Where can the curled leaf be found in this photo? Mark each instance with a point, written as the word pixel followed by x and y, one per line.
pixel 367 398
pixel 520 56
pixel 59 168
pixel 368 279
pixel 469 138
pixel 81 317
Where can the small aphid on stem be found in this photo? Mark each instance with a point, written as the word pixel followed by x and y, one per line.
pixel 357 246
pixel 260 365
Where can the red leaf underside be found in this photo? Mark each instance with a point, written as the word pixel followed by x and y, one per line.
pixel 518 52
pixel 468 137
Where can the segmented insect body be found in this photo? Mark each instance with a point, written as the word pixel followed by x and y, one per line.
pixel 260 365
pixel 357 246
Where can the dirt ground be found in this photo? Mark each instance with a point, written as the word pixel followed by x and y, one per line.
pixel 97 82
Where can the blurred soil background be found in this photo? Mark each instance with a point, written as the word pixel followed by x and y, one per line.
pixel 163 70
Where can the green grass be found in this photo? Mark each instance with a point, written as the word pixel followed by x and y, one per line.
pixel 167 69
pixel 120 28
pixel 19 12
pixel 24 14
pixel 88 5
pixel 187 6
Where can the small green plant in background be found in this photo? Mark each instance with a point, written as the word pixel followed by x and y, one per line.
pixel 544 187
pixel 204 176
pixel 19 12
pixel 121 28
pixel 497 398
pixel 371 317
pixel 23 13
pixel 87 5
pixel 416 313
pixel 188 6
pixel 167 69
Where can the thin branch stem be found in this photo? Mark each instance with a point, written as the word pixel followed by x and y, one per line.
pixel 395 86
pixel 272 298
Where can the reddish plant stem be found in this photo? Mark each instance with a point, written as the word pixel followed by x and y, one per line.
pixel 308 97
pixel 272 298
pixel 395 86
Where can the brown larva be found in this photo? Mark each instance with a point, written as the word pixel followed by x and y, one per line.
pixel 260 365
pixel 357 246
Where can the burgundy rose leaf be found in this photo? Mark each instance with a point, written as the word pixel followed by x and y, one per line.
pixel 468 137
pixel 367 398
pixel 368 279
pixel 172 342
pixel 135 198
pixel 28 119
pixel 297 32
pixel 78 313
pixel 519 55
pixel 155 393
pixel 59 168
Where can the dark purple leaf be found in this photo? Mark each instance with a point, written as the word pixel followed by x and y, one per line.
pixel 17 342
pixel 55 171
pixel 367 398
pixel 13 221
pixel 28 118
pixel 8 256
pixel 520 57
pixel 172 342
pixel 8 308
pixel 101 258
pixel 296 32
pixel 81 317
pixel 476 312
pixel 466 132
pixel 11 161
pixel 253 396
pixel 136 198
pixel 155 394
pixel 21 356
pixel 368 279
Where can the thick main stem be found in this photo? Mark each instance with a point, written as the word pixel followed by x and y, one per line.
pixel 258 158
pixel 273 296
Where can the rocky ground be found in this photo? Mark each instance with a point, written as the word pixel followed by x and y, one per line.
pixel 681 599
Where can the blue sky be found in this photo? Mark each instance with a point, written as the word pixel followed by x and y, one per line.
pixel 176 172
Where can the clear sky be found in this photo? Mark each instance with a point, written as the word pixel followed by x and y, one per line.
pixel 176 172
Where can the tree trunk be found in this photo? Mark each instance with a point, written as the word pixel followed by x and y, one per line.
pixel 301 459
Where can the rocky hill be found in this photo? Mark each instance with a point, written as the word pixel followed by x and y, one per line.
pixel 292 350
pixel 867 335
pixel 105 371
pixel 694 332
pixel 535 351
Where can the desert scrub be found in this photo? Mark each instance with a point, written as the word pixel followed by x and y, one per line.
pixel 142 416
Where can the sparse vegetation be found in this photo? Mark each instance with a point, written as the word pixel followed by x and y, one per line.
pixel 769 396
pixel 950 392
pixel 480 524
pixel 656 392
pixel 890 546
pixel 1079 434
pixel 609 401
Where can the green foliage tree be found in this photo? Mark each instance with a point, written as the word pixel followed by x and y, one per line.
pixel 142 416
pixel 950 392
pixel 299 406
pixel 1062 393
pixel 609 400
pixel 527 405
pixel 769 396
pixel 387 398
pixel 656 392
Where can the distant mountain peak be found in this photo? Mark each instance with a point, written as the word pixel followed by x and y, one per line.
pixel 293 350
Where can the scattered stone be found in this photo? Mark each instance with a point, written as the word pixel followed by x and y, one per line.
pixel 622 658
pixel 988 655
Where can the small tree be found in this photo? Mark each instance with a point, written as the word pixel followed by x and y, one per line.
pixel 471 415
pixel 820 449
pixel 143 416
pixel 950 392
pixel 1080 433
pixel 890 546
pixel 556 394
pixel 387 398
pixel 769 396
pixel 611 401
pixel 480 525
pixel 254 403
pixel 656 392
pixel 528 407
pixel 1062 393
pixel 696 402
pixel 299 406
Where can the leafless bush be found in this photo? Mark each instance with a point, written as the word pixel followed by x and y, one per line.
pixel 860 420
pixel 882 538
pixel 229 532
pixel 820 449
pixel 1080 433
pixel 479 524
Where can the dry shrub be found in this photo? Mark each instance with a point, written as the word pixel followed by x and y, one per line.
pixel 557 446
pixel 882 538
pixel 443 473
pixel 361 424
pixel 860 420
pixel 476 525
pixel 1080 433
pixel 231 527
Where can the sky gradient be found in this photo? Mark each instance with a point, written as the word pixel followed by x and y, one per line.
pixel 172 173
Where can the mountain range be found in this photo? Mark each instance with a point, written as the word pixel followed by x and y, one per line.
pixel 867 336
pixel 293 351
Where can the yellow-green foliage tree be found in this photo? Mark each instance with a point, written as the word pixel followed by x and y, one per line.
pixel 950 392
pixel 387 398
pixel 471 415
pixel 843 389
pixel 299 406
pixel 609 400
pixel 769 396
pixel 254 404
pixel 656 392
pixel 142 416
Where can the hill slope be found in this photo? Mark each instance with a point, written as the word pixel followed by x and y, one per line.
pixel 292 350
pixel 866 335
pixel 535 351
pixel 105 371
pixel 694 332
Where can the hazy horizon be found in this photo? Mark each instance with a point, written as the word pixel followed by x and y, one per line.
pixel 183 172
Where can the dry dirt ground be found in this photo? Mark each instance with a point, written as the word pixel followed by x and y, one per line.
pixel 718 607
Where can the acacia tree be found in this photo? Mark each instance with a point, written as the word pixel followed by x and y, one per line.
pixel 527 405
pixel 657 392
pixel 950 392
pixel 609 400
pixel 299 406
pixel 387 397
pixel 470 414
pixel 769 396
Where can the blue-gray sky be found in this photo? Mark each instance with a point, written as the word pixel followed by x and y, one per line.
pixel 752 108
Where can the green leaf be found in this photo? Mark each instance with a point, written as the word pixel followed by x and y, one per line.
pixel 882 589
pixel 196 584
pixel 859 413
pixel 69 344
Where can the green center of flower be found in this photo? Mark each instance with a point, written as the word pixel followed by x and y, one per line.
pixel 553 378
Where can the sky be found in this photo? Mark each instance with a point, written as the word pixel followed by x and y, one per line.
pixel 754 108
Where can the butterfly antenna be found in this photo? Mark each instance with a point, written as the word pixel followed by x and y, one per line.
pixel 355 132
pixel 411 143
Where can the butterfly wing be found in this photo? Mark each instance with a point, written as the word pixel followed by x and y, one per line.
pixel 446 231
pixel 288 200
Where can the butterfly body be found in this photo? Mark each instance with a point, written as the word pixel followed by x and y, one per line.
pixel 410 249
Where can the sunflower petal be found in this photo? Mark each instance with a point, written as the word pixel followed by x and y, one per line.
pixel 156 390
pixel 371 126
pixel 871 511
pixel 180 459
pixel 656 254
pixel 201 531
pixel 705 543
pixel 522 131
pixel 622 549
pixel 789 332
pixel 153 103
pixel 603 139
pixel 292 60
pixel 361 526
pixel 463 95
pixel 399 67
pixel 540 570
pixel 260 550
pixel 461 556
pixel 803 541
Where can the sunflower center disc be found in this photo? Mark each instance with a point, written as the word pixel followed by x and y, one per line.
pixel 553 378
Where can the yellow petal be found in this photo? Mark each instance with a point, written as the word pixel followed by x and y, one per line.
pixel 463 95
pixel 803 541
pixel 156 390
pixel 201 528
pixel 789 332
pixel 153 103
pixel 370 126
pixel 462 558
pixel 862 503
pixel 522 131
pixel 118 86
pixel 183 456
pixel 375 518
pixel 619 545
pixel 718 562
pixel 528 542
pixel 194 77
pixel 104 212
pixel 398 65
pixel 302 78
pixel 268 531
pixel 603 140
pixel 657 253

========================================================================

== Work item ==
Starting at the line that contains "Where can the butterfly wing", return every line through the last one above, exactly as written.

== Solved exercise ==
Where can the butterfly wing be found in this photo? Mark each instance with a point, written as the word pixel followed by x and y, one per line.
pixel 446 231
pixel 288 200
Where can the butterfly body be found in this photo? Mark each instance with a point, written as the word pixel followed by x and y, one per line.
pixel 410 249
Where can the sunflower petal be found in this photo? Mark each instance with a point, written as the word pixel followed by x and y, one per line.
pixel 156 390
pixel 371 126
pixel 871 511
pixel 180 459
pixel 656 254
pixel 201 531
pixel 705 543
pixel 522 131
pixel 622 549
pixel 789 332
pixel 153 103
pixel 603 139
pixel 292 60
pixel 361 526
pixel 463 95
pixel 399 67
pixel 540 570
pixel 260 550
pixel 461 556
pixel 803 541
Where can the sunflower center disc be found in this photo? Mark each instance with a point, written as the word pixel followed by x and y, one per line.
pixel 553 378
Where can the yellow petal be found in this photo? Mark each instance with a point, written as the word pixel followed by x and y, one per line.
pixel 463 95
pixel 803 541
pixel 156 390
pixel 201 528
pixel 789 332
pixel 153 103
pixel 370 126
pixel 462 558
pixel 862 503
pixel 522 131
pixel 118 86
pixel 183 456
pixel 375 518
pixel 619 545
pixel 718 562
pixel 528 542
pixel 194 77
pixel 104 212
pixel 398 65
pixel 302 78
pixel 268 531
pixel 603 140
pixel 657 253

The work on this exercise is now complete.